→ **TASKS**:
(1) In the passage about visiting the camp, where do the visitors light their candles?
(2) Continue the passage about visiting the camp from its final sentence, keeping its first-person plural voice.

→ **PAGE TEXT**:
We walk in and out of the camp several times a day, under that horrifying phrase that never became true for most of the prisoners. Work, of course, did not make anyone free. Most people shuffled back and forth through that gate, to the fields and back, their return burdened by the bodies of those who had died during the day. But we, we are alive and safe. We feel hungry, or tired, or cold, or sometimes bored when a guide speaks English poorly, or too quietly. We buy books at the bookstore, with sombre covers and heavy titles, we buy candles and light them with trembling hands and a sense of futility at the wall of flowers, where they used to hold executions. We down shots at the hotel bar, because none of us wants to go to bed. We feel like crying, but some sorrows are too great for tears, so instead we cautiously crack the most morbid jokes possible, laughter mixed with revulsion. We are beginning to realise that the things we have seen and heard will occupy our dreams for the next few months.

→ **AVAILABLE DATA**:

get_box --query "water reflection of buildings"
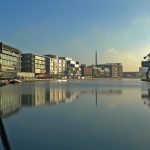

→ **ANSWERS**:
(1) They light them at the wall of flowers, where executions used to be held.

(2)
We visit Birkenau on the morning of the second day. Unlike Auschwitz I, Birkenau was built for the purpose it came to serve: extermination. It was never primarily a labour camp, except for those lucky enough to gas people to death, or burn the bodies, or participate in menial labour mostly intended to weaken the prisoners. Birkenau is a whole different world from Auschwitz I, an endless landscape of poorly constructed barracks, so vast you can barely see from one end of it to the other on a clear day. Most barracks have been burned down, some are simply decaying, but all of them are the same: cold, damp, filled with rickety bunk beds that each housed around forty people every night.
On the far side of the camp, near the small forest, are the ruins of the gas chambers, which the Nazis burnt down before fleeing the approaching Allied forces. There are mounted black and white photographs in the forest of the crowds who waited there, unaware of their fate. Hundreds of women and children and old men, those who weren’t good enough for labour.
We stand by the ruins of the gas chambers, near the monument constructed to honour and commemorate the victims. This is one of the largest sites of death in Europe, it is our shared spot for pain and sorrow. This is completely incomprehensible, because Auschwitz is not just a symbol for the Holocaust, it is not just a name in a history book, it is an actual place. We are standing on ground that has seen too much suffering for us to imagine.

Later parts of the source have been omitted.